Provide the data again in its entirety, exactly as given.
§
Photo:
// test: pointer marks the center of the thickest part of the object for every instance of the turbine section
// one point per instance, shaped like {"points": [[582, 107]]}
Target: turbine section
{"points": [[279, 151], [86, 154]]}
§
● **Reply**
Photo:
// test: pointer marks the center of the thickest part of the object for every instance of the turbine section
// one point per instance, shaped like {"points": [[582, 107]]}
Target: turbine section
{"points": [[279, 151], [86, 154]]}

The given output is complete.